Items from a data source:
[start]

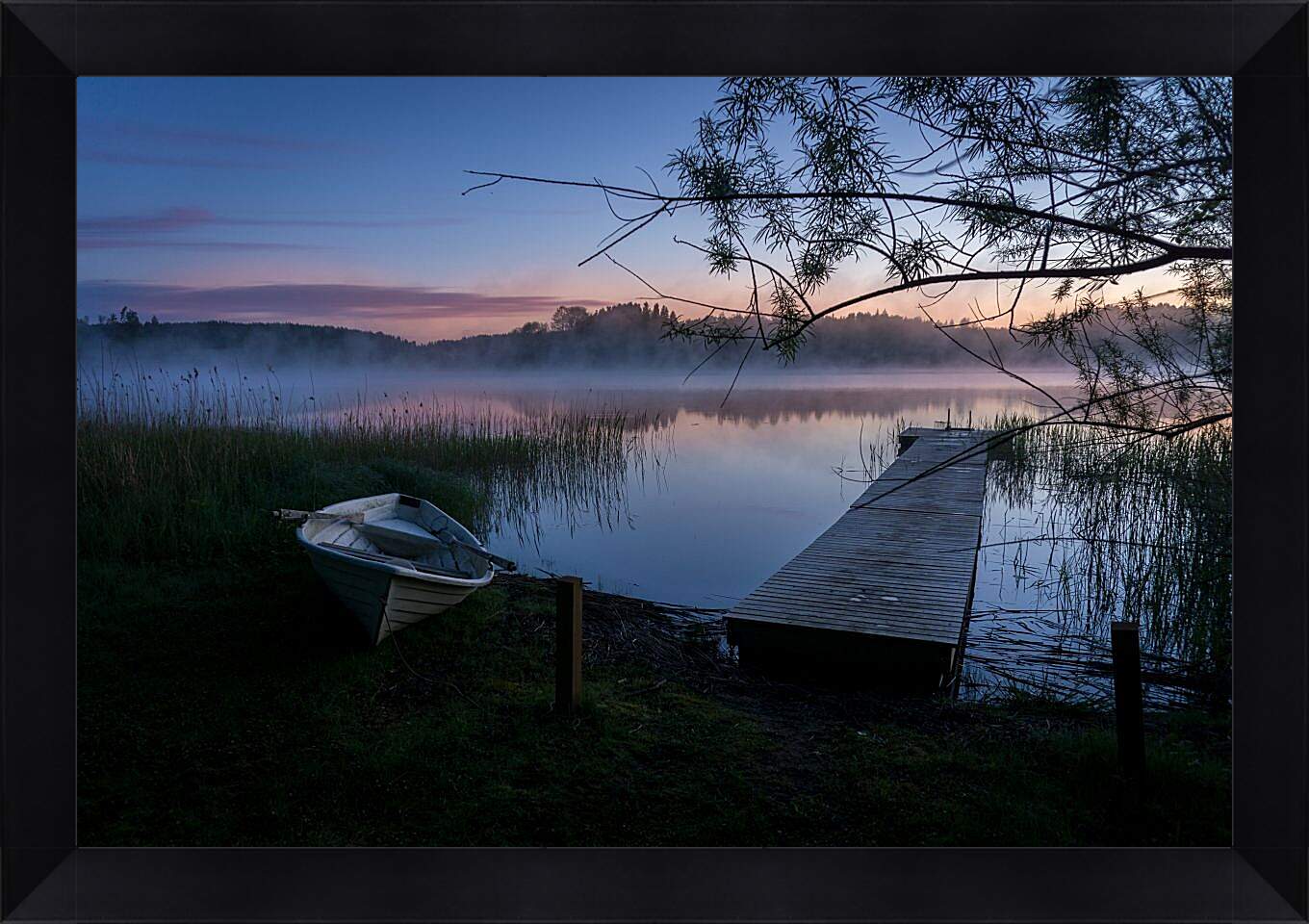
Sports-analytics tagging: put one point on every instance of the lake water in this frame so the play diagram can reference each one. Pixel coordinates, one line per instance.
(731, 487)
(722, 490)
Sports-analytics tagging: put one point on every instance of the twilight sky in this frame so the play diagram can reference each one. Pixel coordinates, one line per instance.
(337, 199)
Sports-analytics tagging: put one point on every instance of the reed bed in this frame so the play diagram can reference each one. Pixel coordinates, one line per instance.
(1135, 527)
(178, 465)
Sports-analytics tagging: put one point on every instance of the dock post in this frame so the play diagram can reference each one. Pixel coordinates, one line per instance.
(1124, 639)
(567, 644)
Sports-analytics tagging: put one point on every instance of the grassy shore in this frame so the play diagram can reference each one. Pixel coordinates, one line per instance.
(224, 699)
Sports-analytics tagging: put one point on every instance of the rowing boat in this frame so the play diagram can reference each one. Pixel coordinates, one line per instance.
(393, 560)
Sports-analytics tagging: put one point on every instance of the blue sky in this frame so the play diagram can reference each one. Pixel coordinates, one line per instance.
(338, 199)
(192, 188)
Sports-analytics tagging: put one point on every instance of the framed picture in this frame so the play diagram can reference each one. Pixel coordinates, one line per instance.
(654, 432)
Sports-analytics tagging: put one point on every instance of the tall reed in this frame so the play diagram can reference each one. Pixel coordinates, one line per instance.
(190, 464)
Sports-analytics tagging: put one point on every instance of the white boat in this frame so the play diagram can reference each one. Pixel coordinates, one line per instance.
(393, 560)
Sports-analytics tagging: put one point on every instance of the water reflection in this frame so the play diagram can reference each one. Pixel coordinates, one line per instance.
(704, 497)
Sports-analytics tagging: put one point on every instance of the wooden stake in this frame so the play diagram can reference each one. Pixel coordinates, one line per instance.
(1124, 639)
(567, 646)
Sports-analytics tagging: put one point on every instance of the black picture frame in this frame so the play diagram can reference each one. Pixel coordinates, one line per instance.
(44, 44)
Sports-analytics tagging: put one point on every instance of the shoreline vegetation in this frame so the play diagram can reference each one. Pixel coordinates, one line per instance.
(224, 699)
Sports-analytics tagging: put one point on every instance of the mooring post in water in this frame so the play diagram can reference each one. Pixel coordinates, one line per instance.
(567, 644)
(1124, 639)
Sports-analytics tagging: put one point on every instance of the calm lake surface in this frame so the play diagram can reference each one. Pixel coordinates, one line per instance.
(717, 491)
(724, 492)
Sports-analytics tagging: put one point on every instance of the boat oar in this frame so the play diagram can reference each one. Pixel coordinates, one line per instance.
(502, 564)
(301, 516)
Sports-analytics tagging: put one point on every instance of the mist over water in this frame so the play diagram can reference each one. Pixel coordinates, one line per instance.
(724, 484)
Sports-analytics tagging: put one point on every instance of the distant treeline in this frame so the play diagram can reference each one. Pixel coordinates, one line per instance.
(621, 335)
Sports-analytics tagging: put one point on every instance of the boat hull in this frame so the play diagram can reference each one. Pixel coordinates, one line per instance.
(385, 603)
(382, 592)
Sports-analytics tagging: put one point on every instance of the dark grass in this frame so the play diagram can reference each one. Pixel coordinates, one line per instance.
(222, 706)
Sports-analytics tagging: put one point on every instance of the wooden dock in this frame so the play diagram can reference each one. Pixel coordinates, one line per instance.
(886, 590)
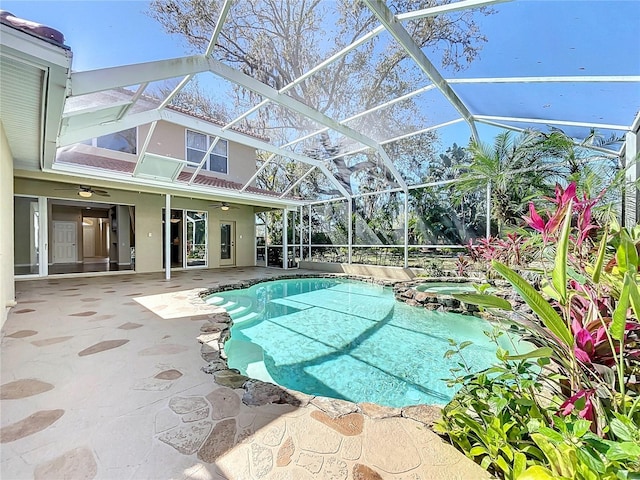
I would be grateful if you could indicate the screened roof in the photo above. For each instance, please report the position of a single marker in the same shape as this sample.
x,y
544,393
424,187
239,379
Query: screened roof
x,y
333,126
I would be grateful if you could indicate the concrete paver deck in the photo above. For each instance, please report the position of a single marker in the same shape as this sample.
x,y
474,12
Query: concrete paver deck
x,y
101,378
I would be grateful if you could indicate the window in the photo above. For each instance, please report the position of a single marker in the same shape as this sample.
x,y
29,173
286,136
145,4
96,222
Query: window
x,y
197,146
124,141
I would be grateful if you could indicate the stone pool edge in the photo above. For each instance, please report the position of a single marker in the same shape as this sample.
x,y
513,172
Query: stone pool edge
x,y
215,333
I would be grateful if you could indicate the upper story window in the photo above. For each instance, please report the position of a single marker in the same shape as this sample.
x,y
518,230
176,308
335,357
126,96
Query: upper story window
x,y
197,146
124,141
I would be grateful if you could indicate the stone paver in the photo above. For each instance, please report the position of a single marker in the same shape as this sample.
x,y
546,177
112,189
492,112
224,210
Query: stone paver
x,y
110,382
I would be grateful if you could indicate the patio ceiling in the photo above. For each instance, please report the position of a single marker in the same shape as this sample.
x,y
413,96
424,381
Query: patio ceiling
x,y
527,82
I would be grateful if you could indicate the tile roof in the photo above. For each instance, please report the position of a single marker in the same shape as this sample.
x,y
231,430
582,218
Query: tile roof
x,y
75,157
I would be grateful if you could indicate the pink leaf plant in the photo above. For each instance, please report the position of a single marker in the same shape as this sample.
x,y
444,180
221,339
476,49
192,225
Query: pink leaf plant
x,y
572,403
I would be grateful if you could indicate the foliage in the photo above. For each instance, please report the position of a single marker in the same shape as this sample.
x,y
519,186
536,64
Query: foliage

[end]

- _Direction_
The records above are to be reproduced exactly; the pictures are to be left out.

- _Expected answer_
Sports-analytics tagging: put one point on every instance of the lake water in this frame so the play diagram can reference each one. Pixel coordinates, one line per instance.
(731, 487)
(722, 490)
Sports-analytics tagging: put one point on every instance of the twilight sky in this frame so the play diagram can reference each one. Pixel coordinates, one line per instance.
(337, 199)
Sports-analytics tagging: put one point on every instance of the reed bed in this frame so the play diagram can reference each one. Pixel coordinates, one line per instance.
(1135, 527)
(178, 465)
Sports-analytics tagging: put one point on every instance of the dock post in this frame so the play diagram can reference each one. Pixel coordinates, one line per instance.
(1124, 639)
(567, 644)
Sports-analytics tagging: put one point on every instance of the grassy shore in this frame so the play diagram can reference each one. Pixel coordinates, one line per instance.
(224, 699)
Sports-analytics tagging: put one point on every instance of the rowing boat in this frame so the play diagram can reference each one. Pixel coordinates, one line per instance.
(393, 560)
Sports-analytics tagging: put one point on every instance of the blue sky in this frame so the play diagram can reference each one. Pixel coordinates, one line per instance.
(338, 199)
(192, 188)
Sports-analytics tagging: put one point on every instance of the framed picture in this frame so the play diagram can reference each one. Pixel coordinates, one line per instance.
(654, 432)
Sports-analytics tagging: put one point on every instance of the tall reed in this frame so the play diagram can reference each one. Pixel coordinates, one line per instance.
(190, 464)
Sports-analytics tagging: put one point on every instance of the white boat in this frame so the play diagram can reference each one. Pixel coordinates, one line per instance.
(393, 560)
Sports-analytics tagging: put one point on every instance of the water reflection in this frame so the play diagram can reference each one. Pixel coordinates, one line per instance.
(704, 497)
Sports-analytics tagging: put one point on every instance of the wooden stake in this frame so the play diagram can reference each one. Pixel coordinates, one line per instance.
(1124, 639)
(567, 646)
Sports-analytics tagging: put one point on every instance of the black picture frame in this frame so the play diagram can reference each one. Pixel coordinates, one line per instance.
(44, 44)
Sports-analytics tagging: put one point on every instance of the shoreline vegetation in this frame so the play diagram can reference each one. Pixel coordinates, one line per instance.
(224, 699)
Sports-analytics tagging: put one point on every instance of the mooring post in water in this frame so the play diagram can reference each one. Pixel coordinates, one line per instance.
(567, 644)
(1124, 639)
Sports-analytics tagging: put one point on every instance of the calm lake surface in this frame so the play diagram can reference each one. Pixel coordinates, one line per instance.
(717, 491)
(724, 492)
Sports-analytics tagging: put one point on every instance of the boat oar in this frame so the play diagram can reference each one. Pixel coordinates, one line per instance.
(502, 564)
(301, 516)
Sports-analytics tagging: put one point on every instance of the mist over water in this frame so the play diagram can reference each one. Pixel coordinates, one line per instance.
(724, 484)
Sports-analytics tagging: put one point on every instance of the distant treeline in this frame so the play diagram can reference each one. Pixel coordinates, one line per instance.
(621, 335)
Sports-analytics tagging: put one point on every instance of the boat hull in this frame so the play diagram can reference each one. Pixel coordinates, one line per instance.
(385, 603)
(382, 592)
Sports-analytics tagging: put one point on every instance of the dark grass in this frame so the play diagram can reference each one. Pixel coordinates, one line per instance.
(222, 706)
Sports-analytics tagging: put one point on every instance of the wooden dock in this frame so the play diagram can reference each one. Pixel coordinates, one line per instance.
(886, 590)
I would be grateful if you could indicate the screened roof in the photo above. For each instance, please report the position of a single marker in the same shape as this sample.
x,y
544,393
424,187
239,379
Query: screened roof
x,y
333,126
I would be grateful if you could indicate the concrete paver deck in the photo above. For each instance, please report the position of a single marker in the same shape as this sample.
x,y
474,12
Query: concrete paver deck
x,y
101,378
I would be grateful if you could indicate the window in the photo above. For each instance, please report the position of a single marker in the same shape as this sample.
x,y
29,173
286,136
145,4
96,222
Query: window
x,y
197,146
124,141
I would be grateful if you could indicate the stone pool edge in the photo above. For each instance, please report the position of a single marker in the same shape as this sample.
x,y
513,172
Query: stone pool edge
x,y
215,333
I would be grateful if you could indicate the upper story window in the photo above. For each instance, please report the position of a single marker in the same shape as this sample.
x,y
518,230
176,308
335,357
126,96
Query: upper story window
x,y
197,146
124,141
I would be grateful if you could indicate the stone paver in the photo above. For each instance, please report the position of a single marker in the same shape as this sample.
x,y
546,177
112,189
492,112
224,210
Query: stone paver
x,y
110,382
I would be grateful if you could indicate the patio ceiling in the photo above. For each instance, please report the position of a single marker in the same shape as this sample.
x,y
413,96
424,381
Query: patio ceiling
x,y
527,82
I would be grateful if you could indicate the tile roof in the photo above. For each instance, please report the position of a single marker in the same shape as this sample.
x,y
231,430
582,218
Query: tile roof
x,y
75,157
I would be grateful if you could indicate the pink leaf plant in the photo above. For each instance, please report the position of a single marker in the same shape as this sample.
x,y
444,180
221,339
476,49
192,225
Query: pink leaf plant
x,y
572,403
I would be grateful if you could indicate the foliage in the photo above. For each instance, please report the position of a single marker in the same shape as this sample.
x,y
519,186
536,64
Query: foliage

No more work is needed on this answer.